> **WHAT TO DO**: Please output every record below exactly as written, leaving out any pictures.

> **GIVEN RECORDS**:
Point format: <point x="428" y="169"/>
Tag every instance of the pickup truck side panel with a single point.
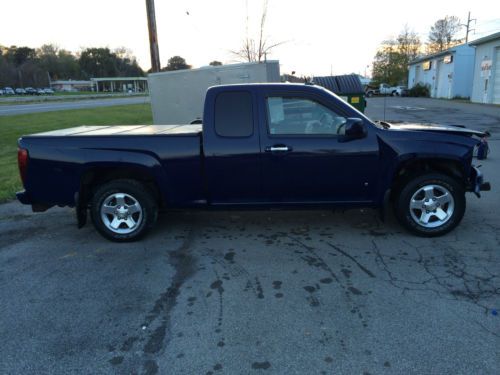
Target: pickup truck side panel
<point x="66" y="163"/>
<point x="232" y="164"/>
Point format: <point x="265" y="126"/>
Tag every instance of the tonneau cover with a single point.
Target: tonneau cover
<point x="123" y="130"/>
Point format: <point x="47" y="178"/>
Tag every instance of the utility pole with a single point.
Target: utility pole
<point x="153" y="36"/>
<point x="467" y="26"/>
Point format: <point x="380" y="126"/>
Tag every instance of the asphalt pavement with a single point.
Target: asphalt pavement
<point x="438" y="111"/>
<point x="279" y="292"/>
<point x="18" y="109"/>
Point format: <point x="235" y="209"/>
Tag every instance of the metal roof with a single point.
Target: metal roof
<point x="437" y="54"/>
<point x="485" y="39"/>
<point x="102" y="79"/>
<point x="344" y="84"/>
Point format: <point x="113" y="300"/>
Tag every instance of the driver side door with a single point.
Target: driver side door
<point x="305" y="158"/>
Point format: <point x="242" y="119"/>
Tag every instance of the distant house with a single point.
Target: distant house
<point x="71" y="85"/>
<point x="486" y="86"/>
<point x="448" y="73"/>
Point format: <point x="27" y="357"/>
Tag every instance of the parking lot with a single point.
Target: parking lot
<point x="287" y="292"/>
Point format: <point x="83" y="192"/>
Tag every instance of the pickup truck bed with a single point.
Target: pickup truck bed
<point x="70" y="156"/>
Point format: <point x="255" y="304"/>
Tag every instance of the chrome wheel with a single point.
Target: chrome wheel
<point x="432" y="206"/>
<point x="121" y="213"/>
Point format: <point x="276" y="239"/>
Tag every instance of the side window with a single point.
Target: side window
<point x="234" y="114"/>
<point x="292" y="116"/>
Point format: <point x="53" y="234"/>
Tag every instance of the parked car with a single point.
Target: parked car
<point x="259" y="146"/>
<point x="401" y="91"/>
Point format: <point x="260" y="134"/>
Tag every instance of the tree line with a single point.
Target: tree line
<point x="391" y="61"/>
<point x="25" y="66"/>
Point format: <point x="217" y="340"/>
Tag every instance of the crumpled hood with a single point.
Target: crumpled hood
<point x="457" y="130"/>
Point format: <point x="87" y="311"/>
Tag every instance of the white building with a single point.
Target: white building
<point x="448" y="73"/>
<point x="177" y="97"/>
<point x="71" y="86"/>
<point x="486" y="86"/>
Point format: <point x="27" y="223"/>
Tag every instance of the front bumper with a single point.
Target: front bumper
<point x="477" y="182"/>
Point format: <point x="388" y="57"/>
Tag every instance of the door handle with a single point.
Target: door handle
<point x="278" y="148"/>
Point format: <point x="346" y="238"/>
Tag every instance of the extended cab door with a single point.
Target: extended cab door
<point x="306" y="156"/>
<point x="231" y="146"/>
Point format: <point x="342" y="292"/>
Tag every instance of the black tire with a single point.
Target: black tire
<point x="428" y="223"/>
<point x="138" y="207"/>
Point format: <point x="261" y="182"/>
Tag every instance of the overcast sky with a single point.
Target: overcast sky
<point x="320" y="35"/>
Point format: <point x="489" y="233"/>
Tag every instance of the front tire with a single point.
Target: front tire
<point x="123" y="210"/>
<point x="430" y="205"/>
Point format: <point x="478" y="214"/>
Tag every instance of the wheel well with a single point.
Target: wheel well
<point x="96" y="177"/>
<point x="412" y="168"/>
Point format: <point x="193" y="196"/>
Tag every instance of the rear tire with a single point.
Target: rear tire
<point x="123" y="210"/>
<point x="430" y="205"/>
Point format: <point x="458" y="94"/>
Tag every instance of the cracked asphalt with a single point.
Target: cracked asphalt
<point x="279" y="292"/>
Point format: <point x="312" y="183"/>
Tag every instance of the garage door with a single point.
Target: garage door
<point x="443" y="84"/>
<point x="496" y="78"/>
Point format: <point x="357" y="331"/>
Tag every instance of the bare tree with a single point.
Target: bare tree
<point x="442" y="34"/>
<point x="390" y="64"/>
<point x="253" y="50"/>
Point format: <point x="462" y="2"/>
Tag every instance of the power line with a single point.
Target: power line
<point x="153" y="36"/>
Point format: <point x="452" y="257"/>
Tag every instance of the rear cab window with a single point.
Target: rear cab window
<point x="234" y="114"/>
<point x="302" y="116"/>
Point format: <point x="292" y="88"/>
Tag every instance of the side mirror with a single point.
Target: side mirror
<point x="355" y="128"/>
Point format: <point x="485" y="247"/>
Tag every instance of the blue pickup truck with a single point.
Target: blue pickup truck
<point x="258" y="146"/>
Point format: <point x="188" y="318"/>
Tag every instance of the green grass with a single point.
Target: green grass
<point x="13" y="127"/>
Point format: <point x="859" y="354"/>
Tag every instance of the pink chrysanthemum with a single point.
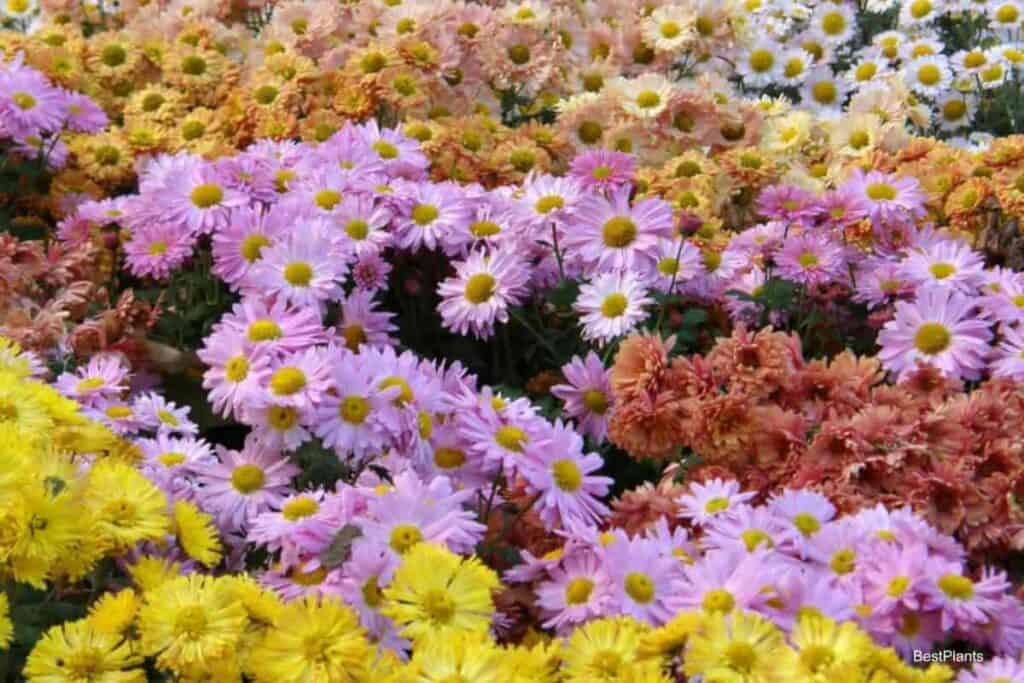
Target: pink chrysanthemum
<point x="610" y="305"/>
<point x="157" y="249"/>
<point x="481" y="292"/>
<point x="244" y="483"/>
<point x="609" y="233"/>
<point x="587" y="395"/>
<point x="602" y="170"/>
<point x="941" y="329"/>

> **TASK OUTPUT**:
Point format: <point x="428" y="169"/>
Tag every instance of the pickup truck side panel with a single point.
Target: pickup truck side panel
<point x="66" y="163"/>
<point x="232" y="164"/>
Point format: <point x="265" y="126"/>
Tag every instance of the tonneau cover with a single point.
Target: tonneau cover
<point x="123" y="130"/>
Point format: <point x="47" y="178"/>
Tag every instance of the utility pole with a single point.
Target: utility pole
<point x="153" y="36"/>
<point x="467" y="26"/>
Point format: <point x="380" y="126"/>
Tag every instance of the asphalt pavement with a single point.
Target: asphalt pavement
<point x="438" y="111"/>
<point x="279" y="292"/>
<point x="18" y="109"/>
Point format: <point x="235" y="209"/>
Tag every instance of the metal roof with a single point.
Target: metal roof
<point x="437" y="54"/>
<point x="485" y="39"/>
<point x="102" y="79"/>
<point x="344" y="84"/>
Point format: <point x="113" y="300"/>
Tag every instance of the driver side door with a single point.
Target: driver side door
<point x="305" y="158"/>
Point format: <point x="242" y="119"/>
Tag every instance of the distant house with a single point.
Target: distant house
<point x="71" y="85"/>
<point x="486" y="86"/>
<point x="448" y="73"/>
Point format: <point x="27" y="357"/>
Tag every instance of the parking lot with a single point.
Target: parking lot
<point x="287" y="292"/>
Point format: <point x="83" y="192"/>
Tag every instance of the pickup truck bed with a single point.
Target: pickup truck bed
<point x="70" y="156"/>
Point format: <point x="255" y="304"/>
Tag every instance of the chrome wheel with a single point.
Target: chrome wheel
<point x="432" y="206"/>
<point x="121" y="213"/>
Point format: <point x="276" y="239"/>
Tag every instance of the side window with a single point.
Target: side window
<point x="234" y="114"/>
<point x="292" y="116"/>
Point format: <point x="53" y="234"/>
Tag every instance of the parked car with a single point.
Target: parked car
<point x="259" y="146"/>
<point x="401" y="91"/>
Point format: <point x="260" y="134"/>
Tag every instance of the tree line with a single point.
Target: tree line
<point x="391" y="61"/>
<point x="25" y="66"/>
Point format: <point x="217" y="340"/>
Tag every instance of the crumpled hood with a single point.
Target: crumpled hood
<point x="457" y="130"/>
Point format: <point x="87" y="311"/>
Tag every instance of the white building with a single point.
Target: white building
<point x="448" y="73"/>
<point x="177" y="97"/>
<point x="71" y="86"/>
<point x="486" y="86"/>
Point format: <point x="27" y="223"/>
Tag every instance of the front bumper with a single point.
Target: front bumper
<point x="477" y="182"/>
Point format: <point x="388" y="57"/>
Tag every instance of the door handle with a single point.
Target: door handle
<point x="278" y="148"/>
Point format: <point x="346" y="238"/>
Tag every instance of the extended cab door with a single point.
Target: extended cab door
<point x="306" y="156"/>
<point x="231" y="146"/>
Point format: <point x="342" y="292"/>
Tag every instance of the black tire with a single point.
Target: black tire
<point x="428" y="223"/>
<point x="138" y="207"/>
Point format: <point x="261" y="182"/>
Tag every instance of the overcast sky with a single point.
Target: overcast sky
<point x="320" y="35"/>
Point format: <point x="489" y="233"/>
Tag every instance of the front tire with a single point.
Target: front tire
<point x="123" y="210"/>
<point x="430" y="205"/>
Point format: <point x="478" y="214"/>
Tag every instance of the wheel well with a single point.
Target: wheel well
<point x="96" y="177"/>
<point x="412" y="168"/>
Point format: <point x="193" y="196"/>
Tag every instance of the rear tire with a single point.
Target: rear tire
<point x="123" y="210"/>
<point x="430" y="205"/>
Point format: <point x="458" y="94"/>
Tag every instance of the cracked asphalt with a single point.
Target: cracked asphalt
<point x="279" y="292"/>
Point format: <point x="312" y="183"/>
Tag every instance of the garage door with a single point.
Target: garage door
<point x="443" y="84"/>
<point x="496" y="78"/>
Point format: <point x="357" y="331"/>
Tag every instance of the bare tree with a single point.
Target: bare tree
<point x="442" y="34"/>
<point x="390" y="64"/>
<point x="253" y="50"/>
Point format: <point x="462" y="2"/>
Tag every instance of the power line with a single point.
Target: power line
<point x="153" y="36"/>
Point format: <point x="452" y="257"/>
Tag every instance of the rear cab window with a single point.
Target: rear cab window
<point x="234" y="114"/>
<point x="302" y="116"/>
Point format: <point x="292" y="88"/>
Tag every instance of the side mirror with a single point.
Target: side mirror
<point x="355" y="128"/>
Point format: <point x="485" y="247"/>
Tag every instance of the blue pickup truck with a single point.
Target: blue pickup truck
<point x="258" y="146"/>
Point format: <point x="188" y="318"/>
Tag every instance of the green grass with a single point.
Target: green grass
<point x="13" y="127"/>
Point format: <point x="859" y="354"/>
Tag every instance of the pink chrysanthemum with a single point.
Target: pink chrysanthemum
<point x="610" y="305"/>
<point x="157" y="249"/>
<point x="481" y="292"/>
<point x="244" y="483"/>
<point x="609" y="233"/>
<point x="587" y="395"/>
<point x="602" y="170"/>
<point x="941" y="329"/>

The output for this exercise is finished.